### To do
Output nothing but the lines from the line with "If you could spot the white sneaker" through the end of the listing below, both ends included.

### Material supplied
□ □ □
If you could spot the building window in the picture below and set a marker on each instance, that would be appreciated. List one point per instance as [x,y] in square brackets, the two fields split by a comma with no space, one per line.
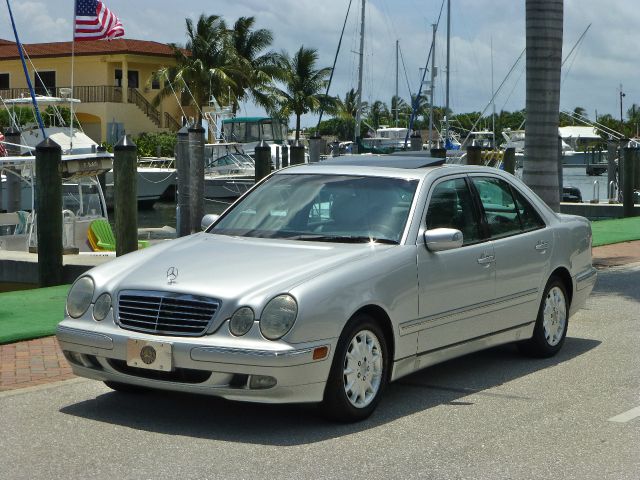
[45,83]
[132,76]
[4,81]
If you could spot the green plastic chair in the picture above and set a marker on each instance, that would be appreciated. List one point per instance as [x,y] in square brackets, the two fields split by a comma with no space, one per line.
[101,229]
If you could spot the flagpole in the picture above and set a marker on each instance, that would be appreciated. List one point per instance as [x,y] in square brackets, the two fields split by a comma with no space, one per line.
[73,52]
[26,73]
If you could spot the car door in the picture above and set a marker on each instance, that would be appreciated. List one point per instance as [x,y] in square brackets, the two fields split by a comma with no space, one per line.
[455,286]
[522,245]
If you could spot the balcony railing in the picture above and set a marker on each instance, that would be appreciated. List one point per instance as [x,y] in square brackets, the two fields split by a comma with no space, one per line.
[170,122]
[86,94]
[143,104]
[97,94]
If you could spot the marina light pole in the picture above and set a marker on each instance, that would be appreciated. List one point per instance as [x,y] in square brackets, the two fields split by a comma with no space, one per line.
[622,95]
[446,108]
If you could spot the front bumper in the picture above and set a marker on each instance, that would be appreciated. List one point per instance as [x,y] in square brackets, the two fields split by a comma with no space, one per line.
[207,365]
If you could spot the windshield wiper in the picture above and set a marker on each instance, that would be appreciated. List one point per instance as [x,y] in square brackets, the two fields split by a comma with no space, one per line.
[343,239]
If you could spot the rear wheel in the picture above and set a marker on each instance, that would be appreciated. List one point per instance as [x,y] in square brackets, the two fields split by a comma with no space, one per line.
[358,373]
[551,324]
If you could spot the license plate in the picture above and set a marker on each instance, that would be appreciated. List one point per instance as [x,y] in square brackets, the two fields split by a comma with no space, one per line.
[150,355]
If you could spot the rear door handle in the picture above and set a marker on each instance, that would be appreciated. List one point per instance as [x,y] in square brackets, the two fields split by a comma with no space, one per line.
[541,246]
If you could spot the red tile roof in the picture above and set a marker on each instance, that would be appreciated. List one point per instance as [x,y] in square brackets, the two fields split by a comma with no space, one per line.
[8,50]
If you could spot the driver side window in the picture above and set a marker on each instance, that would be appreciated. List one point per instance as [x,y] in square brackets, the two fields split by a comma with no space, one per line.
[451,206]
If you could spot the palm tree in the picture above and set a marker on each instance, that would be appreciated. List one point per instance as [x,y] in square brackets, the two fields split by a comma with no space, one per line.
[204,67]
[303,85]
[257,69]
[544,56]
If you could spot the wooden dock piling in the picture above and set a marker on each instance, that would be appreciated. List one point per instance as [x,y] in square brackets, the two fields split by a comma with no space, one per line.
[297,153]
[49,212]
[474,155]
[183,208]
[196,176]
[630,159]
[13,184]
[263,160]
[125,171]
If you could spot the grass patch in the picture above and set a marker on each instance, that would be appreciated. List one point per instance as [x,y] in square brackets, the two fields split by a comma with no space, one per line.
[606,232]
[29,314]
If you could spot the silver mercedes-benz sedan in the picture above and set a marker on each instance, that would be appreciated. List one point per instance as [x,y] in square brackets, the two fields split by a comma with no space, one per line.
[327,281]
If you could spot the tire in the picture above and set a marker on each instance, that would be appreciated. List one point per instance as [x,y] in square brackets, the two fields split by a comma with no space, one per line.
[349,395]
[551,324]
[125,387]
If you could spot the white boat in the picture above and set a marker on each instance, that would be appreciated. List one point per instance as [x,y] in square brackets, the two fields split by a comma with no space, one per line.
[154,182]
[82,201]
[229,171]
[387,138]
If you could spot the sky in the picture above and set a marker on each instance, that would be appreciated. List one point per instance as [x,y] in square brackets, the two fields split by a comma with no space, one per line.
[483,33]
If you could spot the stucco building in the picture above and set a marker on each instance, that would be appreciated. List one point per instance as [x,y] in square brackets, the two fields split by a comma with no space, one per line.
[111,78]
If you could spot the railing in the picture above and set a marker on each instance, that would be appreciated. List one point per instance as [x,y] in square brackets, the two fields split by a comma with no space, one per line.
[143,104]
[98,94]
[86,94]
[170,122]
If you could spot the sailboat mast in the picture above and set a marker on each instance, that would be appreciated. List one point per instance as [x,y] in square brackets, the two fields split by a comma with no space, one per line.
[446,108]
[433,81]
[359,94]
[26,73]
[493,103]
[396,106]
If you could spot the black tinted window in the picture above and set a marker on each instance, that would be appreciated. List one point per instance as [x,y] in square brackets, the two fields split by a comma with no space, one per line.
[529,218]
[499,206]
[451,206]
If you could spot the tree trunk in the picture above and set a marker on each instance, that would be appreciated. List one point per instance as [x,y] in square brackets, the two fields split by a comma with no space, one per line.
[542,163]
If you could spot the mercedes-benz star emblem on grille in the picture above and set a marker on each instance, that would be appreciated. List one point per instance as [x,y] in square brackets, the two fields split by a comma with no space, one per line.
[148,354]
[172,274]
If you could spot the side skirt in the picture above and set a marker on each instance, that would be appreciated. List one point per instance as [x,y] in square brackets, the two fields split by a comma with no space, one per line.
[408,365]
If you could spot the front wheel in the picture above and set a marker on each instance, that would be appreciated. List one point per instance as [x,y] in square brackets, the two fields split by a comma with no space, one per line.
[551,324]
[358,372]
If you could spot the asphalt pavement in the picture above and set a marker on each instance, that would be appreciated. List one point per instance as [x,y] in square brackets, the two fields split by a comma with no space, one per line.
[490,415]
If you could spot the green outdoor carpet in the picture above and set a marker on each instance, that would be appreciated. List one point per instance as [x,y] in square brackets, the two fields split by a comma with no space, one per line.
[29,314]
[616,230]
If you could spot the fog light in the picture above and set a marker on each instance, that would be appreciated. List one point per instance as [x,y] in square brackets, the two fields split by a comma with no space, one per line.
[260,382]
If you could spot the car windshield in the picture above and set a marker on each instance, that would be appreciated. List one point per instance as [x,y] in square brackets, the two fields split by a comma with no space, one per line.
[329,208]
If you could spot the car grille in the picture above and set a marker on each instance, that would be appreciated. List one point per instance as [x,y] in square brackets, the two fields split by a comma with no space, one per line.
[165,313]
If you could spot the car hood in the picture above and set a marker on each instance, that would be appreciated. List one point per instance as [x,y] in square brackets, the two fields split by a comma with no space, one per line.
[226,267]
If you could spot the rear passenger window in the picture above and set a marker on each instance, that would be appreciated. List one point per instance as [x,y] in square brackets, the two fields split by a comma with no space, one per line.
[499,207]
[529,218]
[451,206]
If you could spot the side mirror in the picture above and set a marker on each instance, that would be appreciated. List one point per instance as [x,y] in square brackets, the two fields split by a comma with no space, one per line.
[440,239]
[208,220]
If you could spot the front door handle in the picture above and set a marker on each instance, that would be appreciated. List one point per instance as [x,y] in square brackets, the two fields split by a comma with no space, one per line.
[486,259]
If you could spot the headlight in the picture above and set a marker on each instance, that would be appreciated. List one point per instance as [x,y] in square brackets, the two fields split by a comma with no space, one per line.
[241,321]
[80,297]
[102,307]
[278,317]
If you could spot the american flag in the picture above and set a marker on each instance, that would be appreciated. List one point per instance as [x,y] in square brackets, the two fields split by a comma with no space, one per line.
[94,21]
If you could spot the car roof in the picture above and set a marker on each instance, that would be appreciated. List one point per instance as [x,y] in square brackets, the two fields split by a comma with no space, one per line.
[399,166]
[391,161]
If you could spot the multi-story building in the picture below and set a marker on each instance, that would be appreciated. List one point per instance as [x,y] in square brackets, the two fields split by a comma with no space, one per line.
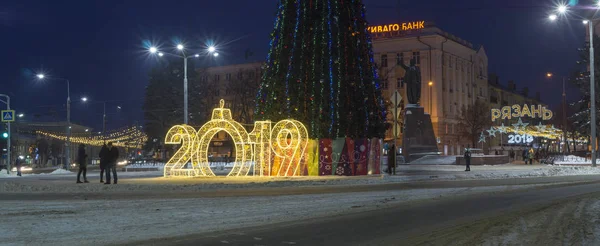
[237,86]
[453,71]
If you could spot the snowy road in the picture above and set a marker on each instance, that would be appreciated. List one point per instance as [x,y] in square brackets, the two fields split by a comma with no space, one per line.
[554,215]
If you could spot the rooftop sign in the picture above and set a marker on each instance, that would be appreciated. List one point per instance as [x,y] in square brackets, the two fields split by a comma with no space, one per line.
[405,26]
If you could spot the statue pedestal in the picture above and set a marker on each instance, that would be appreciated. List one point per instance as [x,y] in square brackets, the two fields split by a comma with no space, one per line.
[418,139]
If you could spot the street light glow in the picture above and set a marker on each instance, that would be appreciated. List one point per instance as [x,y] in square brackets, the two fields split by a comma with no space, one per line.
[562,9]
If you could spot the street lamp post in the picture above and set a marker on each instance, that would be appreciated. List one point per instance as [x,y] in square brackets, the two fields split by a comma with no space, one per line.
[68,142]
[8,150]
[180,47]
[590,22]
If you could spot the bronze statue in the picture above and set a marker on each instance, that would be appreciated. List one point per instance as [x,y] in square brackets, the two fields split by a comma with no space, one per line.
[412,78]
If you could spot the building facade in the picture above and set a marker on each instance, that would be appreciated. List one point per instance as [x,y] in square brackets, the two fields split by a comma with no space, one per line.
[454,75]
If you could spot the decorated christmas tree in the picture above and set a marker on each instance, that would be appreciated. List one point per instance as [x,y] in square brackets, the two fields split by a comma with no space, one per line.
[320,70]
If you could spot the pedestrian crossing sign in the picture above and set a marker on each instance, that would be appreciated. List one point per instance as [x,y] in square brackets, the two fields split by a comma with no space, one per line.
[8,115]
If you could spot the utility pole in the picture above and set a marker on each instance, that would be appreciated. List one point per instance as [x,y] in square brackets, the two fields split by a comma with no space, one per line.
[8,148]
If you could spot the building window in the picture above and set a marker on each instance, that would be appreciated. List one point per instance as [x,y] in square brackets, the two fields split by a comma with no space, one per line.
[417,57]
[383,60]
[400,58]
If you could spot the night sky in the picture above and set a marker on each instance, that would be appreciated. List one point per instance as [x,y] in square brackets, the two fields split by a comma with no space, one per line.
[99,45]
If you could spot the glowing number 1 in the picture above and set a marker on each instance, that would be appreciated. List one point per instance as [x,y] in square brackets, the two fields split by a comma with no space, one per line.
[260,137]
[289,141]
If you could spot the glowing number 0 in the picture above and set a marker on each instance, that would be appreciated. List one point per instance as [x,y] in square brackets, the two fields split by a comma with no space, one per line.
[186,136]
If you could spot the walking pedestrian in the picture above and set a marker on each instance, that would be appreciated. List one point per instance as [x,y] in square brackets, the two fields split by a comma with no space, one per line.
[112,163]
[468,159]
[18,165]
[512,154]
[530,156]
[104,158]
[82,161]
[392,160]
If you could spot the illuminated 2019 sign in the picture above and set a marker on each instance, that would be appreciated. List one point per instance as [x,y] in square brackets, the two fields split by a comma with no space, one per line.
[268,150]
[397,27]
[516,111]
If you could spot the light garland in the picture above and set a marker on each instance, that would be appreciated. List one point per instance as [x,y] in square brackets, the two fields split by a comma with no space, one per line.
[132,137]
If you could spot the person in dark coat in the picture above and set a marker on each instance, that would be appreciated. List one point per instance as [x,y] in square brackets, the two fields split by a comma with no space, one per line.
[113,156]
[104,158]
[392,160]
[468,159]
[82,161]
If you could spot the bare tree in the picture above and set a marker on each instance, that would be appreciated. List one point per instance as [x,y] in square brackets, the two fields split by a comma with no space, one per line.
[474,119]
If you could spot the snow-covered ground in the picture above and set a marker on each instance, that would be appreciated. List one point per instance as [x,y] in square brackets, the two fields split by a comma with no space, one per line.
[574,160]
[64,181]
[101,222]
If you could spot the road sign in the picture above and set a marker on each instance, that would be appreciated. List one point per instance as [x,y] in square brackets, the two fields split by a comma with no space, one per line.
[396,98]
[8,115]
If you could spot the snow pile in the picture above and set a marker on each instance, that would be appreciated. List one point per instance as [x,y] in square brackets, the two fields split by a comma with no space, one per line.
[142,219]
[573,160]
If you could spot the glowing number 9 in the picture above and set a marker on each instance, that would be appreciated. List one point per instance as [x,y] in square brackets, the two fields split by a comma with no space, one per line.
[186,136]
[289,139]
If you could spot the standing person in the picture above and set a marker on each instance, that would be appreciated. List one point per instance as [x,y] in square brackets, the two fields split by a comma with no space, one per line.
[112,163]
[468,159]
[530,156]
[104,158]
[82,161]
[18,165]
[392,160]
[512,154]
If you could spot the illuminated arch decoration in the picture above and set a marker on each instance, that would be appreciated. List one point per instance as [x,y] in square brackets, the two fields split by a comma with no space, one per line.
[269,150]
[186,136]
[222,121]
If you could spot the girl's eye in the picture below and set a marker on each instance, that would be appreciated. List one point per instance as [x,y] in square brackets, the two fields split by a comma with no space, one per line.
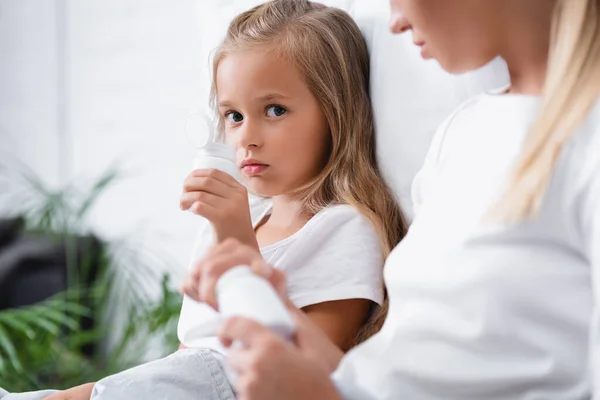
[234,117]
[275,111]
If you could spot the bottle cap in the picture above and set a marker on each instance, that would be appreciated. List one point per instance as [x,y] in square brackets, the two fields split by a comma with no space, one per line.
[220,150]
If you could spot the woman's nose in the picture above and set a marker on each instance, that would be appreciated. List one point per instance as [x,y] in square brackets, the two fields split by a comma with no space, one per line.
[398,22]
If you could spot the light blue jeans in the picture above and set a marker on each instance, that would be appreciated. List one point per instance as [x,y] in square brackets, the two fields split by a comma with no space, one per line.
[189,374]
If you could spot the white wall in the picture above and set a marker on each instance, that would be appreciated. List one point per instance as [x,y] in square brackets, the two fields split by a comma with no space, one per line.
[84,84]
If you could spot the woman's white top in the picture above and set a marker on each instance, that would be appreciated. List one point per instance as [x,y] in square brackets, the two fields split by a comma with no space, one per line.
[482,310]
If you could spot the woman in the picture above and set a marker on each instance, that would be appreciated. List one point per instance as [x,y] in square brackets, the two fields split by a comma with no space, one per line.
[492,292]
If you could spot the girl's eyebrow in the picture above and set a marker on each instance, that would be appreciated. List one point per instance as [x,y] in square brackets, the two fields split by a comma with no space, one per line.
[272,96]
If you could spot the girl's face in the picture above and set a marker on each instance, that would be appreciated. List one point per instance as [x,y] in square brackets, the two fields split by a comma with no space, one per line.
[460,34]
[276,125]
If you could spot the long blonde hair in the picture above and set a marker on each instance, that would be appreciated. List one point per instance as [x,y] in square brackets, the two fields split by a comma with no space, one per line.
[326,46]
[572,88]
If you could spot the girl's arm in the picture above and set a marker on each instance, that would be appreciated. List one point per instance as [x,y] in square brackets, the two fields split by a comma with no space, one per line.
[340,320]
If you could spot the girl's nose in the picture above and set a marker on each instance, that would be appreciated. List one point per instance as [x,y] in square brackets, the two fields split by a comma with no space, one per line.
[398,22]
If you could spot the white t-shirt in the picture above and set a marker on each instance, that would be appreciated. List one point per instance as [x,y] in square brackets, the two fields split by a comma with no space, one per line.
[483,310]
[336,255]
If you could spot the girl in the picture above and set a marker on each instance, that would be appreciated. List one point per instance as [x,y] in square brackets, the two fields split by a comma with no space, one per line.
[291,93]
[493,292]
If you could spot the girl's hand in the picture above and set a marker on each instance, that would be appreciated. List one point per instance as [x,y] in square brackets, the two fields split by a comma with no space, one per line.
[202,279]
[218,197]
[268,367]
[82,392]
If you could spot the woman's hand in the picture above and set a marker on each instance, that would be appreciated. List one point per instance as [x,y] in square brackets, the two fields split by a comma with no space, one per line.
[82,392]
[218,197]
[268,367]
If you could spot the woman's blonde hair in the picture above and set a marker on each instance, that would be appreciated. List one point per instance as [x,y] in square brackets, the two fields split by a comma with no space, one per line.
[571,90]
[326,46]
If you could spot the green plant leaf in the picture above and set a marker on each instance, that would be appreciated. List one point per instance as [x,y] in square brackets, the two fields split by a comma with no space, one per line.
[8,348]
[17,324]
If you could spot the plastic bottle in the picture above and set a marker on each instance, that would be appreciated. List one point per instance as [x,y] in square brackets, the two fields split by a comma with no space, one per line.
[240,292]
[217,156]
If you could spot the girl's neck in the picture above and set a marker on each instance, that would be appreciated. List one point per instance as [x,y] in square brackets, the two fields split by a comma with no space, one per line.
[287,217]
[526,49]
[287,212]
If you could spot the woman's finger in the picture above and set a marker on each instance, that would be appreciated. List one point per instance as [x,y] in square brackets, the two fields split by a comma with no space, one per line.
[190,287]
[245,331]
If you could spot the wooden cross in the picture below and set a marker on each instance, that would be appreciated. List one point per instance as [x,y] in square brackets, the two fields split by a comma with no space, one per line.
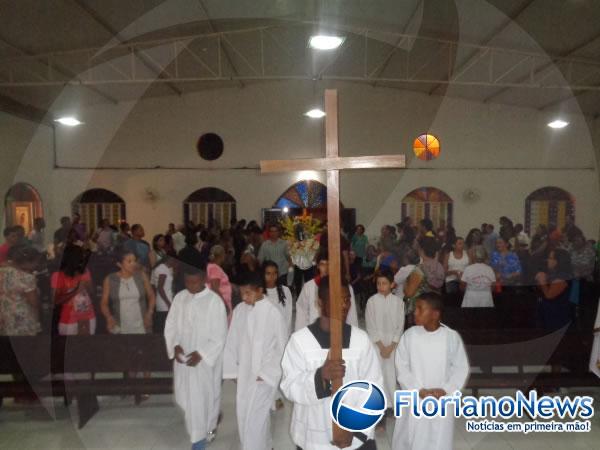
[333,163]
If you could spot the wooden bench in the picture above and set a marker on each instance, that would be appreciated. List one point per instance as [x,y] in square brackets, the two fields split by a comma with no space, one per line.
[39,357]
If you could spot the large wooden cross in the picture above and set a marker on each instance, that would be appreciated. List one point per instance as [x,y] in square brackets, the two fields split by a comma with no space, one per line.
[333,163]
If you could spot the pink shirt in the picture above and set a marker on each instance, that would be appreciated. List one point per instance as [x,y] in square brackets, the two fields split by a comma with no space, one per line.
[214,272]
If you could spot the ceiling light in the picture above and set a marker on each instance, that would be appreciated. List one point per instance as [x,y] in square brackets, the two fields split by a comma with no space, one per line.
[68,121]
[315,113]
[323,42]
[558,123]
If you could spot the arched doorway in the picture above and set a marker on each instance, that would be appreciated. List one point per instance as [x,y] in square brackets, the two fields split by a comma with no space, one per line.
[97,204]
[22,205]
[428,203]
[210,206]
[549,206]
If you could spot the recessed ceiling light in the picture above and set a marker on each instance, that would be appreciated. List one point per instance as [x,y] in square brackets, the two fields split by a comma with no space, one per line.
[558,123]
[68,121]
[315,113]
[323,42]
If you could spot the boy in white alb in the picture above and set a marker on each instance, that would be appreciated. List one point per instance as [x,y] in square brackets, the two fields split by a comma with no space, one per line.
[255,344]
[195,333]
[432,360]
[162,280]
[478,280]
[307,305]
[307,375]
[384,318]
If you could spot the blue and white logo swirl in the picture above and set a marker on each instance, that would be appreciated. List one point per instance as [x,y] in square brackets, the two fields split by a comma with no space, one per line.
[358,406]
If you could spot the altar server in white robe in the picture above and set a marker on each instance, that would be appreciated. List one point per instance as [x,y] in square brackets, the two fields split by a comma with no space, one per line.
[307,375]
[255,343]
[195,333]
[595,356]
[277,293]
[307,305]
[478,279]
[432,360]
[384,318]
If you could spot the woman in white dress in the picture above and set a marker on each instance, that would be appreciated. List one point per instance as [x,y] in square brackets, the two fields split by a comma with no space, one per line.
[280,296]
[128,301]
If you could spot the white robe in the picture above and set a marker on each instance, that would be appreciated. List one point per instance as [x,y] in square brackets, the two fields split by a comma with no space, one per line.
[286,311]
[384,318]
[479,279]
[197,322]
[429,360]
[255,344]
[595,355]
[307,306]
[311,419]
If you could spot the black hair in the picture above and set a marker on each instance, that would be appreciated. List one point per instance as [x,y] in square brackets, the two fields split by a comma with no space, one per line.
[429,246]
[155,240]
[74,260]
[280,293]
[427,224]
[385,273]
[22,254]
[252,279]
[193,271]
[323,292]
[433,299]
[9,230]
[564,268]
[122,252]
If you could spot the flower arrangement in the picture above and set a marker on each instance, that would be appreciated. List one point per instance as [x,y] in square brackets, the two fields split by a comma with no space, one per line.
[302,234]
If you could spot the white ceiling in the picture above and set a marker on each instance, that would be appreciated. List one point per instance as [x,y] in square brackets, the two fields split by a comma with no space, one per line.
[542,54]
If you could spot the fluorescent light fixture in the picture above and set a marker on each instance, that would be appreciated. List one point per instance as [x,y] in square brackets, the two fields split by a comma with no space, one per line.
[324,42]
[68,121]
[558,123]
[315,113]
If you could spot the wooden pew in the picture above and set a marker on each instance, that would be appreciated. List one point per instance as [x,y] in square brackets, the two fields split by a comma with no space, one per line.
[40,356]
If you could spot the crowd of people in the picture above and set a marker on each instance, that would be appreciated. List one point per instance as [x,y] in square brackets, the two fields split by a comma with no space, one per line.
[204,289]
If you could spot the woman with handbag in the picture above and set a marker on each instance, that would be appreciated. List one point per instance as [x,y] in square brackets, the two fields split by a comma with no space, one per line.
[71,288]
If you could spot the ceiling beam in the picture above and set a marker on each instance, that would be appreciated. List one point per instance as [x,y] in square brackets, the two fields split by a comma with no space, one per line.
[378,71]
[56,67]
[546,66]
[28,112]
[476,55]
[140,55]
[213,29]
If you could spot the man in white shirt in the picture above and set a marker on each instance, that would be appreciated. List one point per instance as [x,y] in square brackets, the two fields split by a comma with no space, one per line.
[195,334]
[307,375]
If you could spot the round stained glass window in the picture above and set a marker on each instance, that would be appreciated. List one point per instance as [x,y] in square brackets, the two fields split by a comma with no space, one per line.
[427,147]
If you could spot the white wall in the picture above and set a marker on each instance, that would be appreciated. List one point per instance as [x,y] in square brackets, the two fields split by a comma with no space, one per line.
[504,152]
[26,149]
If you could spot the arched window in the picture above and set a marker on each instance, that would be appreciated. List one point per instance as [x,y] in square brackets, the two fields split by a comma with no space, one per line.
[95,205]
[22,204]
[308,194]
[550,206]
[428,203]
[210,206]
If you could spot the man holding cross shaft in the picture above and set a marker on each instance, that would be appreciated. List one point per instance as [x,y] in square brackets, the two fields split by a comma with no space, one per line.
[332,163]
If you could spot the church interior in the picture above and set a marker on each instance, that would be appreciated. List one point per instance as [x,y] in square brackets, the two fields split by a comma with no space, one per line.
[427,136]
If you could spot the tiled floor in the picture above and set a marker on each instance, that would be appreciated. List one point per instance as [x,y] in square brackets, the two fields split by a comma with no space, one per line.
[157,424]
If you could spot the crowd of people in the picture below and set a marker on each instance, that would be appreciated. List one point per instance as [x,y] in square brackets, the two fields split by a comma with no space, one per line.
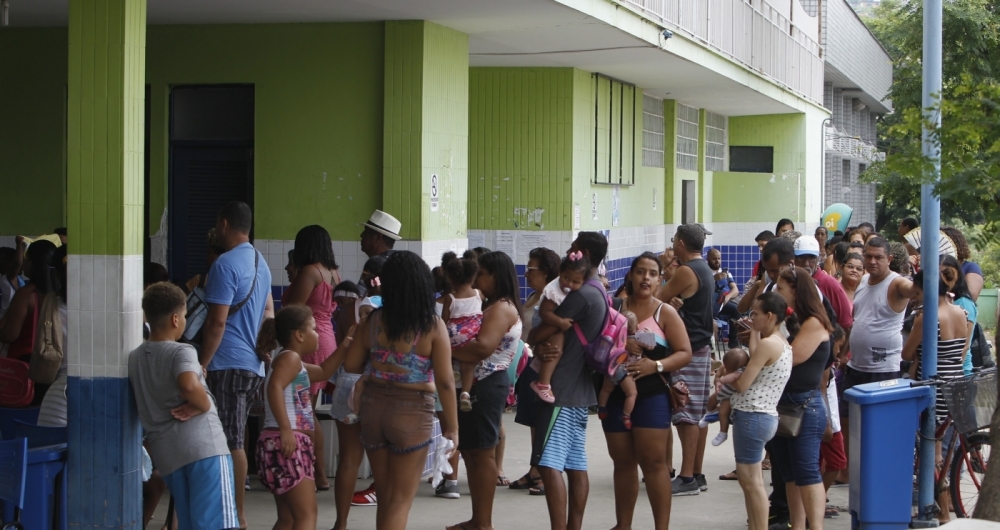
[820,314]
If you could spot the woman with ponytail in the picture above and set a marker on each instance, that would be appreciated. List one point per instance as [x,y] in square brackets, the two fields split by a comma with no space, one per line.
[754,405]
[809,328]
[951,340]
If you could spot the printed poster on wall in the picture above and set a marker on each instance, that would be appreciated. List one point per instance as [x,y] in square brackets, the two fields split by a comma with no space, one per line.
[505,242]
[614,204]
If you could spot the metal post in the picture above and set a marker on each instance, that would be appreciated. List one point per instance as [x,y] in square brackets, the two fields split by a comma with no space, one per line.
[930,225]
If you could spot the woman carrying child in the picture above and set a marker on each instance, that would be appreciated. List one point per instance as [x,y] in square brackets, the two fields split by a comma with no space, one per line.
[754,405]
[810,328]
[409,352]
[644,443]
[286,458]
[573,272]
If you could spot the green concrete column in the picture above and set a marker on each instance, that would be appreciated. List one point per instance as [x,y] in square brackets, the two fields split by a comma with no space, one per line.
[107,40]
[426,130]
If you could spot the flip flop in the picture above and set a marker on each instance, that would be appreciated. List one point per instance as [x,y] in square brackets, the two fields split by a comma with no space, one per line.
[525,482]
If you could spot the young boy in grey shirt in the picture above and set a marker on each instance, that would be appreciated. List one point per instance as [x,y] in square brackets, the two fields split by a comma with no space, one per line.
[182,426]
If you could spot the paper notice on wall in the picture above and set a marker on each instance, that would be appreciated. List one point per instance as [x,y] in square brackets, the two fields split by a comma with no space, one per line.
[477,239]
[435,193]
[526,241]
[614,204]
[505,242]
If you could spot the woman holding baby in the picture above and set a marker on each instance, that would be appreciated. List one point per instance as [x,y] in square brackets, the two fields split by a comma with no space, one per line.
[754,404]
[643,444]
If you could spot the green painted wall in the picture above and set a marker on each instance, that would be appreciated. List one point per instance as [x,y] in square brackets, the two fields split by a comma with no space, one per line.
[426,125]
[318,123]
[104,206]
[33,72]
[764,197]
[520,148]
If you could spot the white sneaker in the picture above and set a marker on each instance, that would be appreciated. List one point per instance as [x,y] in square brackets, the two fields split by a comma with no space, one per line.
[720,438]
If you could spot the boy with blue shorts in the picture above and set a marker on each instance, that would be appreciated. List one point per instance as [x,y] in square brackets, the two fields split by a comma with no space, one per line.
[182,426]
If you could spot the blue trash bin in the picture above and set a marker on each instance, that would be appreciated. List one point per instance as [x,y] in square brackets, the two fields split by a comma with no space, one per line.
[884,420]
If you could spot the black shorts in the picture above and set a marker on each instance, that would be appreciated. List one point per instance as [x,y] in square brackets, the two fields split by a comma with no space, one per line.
□ □ □
### Answer for the task
If you could spot the white sneaker in the picture above and set a marker on each instance, that would be appreciated. List one point per instance as [x,y] in square brackets, the two fields split by a comma with no space, one per line.
[720,438]
If you could spot the boy with blue shorts in the picture above and set a marker on each instance, that would be appreciated. List one point per instance as [x,y] in square brackets, the two fields split by a comma with no space, one per line.
[182,426]
If you could spot the blue trash bin in the picture above and set a marker on each instance, that would be appreciated. List one point per instance as [x,y] in square brackets, the two fields split by a comma with no space, one per line.
[884,420]
If you could spot the black shorts in the picture above and set a marker on each instance, that would be appreciated. List one point per instance as [x,y] in square brackets, the two fields split by a comma with no space, one per line.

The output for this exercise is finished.